Your instructions:
Extract every line of the rows below that contains the string "doorway", and treat uppercase and lowercase letters as different.

Data listing:
☆ ☆ ☆ ☆

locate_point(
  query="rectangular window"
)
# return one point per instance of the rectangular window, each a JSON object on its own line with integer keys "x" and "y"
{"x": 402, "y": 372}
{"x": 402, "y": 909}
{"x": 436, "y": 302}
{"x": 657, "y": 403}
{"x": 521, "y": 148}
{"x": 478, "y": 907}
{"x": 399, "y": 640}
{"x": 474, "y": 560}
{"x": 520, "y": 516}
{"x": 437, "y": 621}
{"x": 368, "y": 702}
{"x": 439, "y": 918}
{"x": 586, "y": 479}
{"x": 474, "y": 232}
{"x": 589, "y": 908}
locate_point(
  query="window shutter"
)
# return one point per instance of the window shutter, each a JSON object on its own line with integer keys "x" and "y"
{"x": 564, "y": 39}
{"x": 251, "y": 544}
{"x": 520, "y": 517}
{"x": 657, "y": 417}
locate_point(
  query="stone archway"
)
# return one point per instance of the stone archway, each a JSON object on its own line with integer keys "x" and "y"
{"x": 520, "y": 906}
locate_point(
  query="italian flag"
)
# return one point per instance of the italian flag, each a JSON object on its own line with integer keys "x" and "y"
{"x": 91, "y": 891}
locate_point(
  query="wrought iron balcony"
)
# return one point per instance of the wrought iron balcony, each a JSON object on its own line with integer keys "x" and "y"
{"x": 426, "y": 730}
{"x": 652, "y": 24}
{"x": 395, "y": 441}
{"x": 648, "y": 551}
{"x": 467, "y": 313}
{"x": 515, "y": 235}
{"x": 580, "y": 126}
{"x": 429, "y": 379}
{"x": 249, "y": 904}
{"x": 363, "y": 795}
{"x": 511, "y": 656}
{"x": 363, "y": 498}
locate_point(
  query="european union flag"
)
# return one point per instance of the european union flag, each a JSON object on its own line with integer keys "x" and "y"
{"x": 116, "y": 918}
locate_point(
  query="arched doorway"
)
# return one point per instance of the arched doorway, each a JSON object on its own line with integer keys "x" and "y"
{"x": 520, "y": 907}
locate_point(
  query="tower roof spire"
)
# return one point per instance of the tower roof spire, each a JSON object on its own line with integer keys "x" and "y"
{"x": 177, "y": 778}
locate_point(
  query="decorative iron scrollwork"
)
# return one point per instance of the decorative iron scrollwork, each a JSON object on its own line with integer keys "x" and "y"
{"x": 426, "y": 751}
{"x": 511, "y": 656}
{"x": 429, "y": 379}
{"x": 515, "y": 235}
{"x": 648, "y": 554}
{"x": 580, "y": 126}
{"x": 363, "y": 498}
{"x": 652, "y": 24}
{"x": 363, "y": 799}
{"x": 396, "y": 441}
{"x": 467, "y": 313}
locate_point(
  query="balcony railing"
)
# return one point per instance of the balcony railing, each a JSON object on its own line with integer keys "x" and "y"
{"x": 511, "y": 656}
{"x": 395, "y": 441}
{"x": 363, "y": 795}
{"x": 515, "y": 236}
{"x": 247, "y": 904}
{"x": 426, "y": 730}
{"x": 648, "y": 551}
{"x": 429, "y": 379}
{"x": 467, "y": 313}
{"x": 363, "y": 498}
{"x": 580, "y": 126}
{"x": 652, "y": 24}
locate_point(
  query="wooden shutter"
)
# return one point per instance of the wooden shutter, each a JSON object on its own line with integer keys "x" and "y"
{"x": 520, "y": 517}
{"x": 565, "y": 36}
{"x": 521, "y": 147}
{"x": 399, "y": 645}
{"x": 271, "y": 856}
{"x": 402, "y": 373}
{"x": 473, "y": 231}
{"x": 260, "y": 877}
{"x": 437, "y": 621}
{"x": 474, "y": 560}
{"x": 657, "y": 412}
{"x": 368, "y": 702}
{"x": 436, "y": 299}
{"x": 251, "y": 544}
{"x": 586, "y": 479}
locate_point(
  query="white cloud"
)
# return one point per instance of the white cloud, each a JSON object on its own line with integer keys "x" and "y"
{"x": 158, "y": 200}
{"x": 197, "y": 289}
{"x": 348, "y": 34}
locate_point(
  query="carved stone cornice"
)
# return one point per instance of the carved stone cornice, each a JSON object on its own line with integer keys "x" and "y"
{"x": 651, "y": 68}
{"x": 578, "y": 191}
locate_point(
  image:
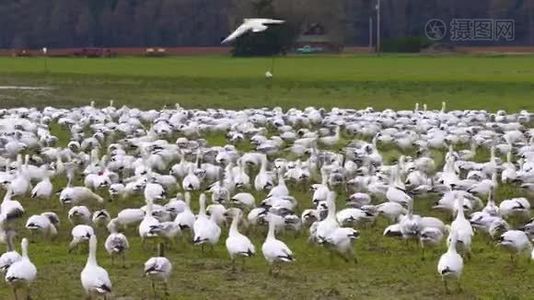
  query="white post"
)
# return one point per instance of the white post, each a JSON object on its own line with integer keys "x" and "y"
{"x": 370, "y": 34}
{"x": 378, "y": 26}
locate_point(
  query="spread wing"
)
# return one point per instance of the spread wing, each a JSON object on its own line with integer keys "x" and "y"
{"x": 242, "y": 29}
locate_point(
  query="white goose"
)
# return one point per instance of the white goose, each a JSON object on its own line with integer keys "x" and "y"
{"x": 516, "y": 242}
{"x": 150, "y": 226}
{"x": 274, "y": 250}
{"x": 205, "y": 229}
{"x": 116, "y": 243}
{"x": 237, "y": 244}
{"x": 191, "y": 182}
{"x": 263, "y": 180}
{"x": 159, "y": 268}
{"x": 451, "y": 264}
{"x": 95, "y": 279}
{"x": 10, "y": 256}
{"x": 186, "y": 218}
{"x": 11, "y": 209}
{"x": 101, "y": 217}
{"x": 463, "y": 231}
{"x": 41, "y": 223}
{"x": 79, "y": 215}
{"x": 80, "y": 233}
{"x": 322, "y": 229}
{"x": 21, "y": 273}
{"x": 43, "y": 189}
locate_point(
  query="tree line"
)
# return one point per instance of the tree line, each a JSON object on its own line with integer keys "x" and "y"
{"x": 148, "y": 23}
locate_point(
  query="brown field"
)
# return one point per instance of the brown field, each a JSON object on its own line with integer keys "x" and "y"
{"x": 191, "y": 51}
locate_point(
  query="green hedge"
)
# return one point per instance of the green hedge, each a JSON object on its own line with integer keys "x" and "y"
{"x": 411, "y": 44}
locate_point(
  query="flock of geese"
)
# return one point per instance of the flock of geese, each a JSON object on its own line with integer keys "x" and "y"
{"x": 164, "y": 157}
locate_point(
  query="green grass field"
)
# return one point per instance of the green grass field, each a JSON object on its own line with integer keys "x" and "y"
{"x": 387, "y": 268}
{"x": 389, "y": 81}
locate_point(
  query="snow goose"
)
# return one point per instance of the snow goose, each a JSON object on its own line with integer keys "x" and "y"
{"x": 237, "y": 244}
{"x": 462, "y": 229}
{"x": 205, "y": 229}
{"x": 80, "y": 233}
{"x": 76, "y": 194}
{"x": 391, "y": 210}
{"x": 42, "y": 223}
{"x": 325, "y": 227}
{"x": 186, "y": 218}
{"x": 274, "y": 250}
{"x": 451, "y": 264}
{"x": 491, "y": 208}
{"x": 396, "y": 194}
{"x": 20, "y": 185}
{"x": 515, "y": 207}
{"x": 43, "y": 189}
{"x": 101, "y": 217}
{"x": 516, "y": 242}
{"x": 430, "y": 237}
{"x": 79, "y": 215}
{"x": 11, "y": 209}
{"x": 22, "y": 272}
{"x": 245, "y": 200}
{"x": 10, "y": 256}
{"x": 359, "y": 200}
{"x": 149, "y": 227}
{"x": 159, "y": 269}
{"x": 410, "y": 224}
{"x": 95, "y": 279}
{"x": 191, "y": 182}
{"x": 116, "y": 243}
{"x": 280, "y": 189}
{"x": 332, "y": 140}
{"x": 263, "y": 180}
{"x": 353, "y": 217}
{"x": 154, "y": 192}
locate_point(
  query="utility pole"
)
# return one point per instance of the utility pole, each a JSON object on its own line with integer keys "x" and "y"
{"x": 370, "y": 34}
{"x": 378, "y": 26}
{"x": 44, "y": 51}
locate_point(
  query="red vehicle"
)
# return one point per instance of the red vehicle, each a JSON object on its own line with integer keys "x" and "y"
{"x": 94, "y": 52}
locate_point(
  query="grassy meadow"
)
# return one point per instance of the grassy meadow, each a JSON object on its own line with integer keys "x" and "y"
{"x": 389, "y": 81}
{"x": 387, "y": 268}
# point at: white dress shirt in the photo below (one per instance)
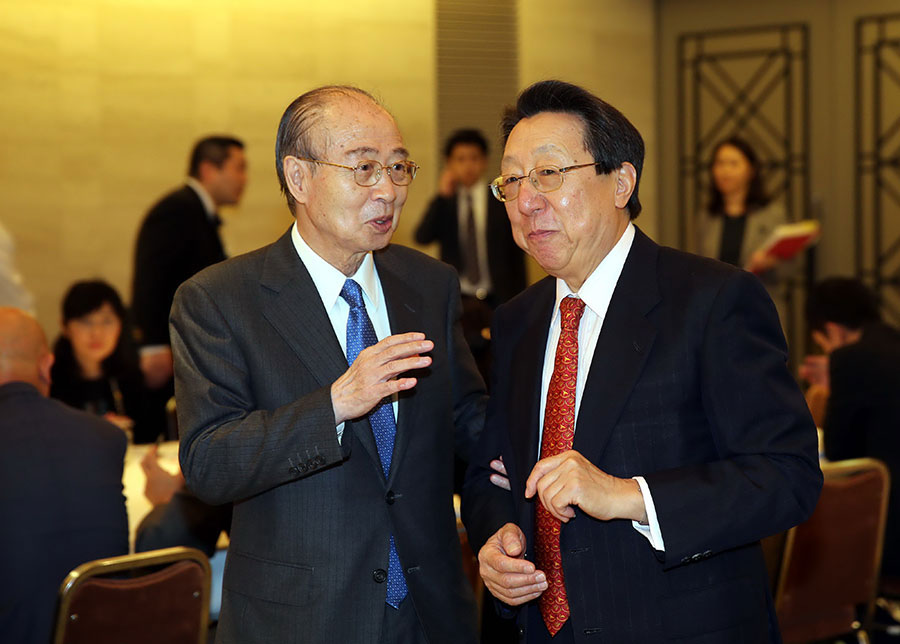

☆ ☆ ☆ ☆

Exercise response:
  query="arched doorway"
# return one point per instance of the arched doorway, each a JSON object on its own line with integer keys "x" and "y"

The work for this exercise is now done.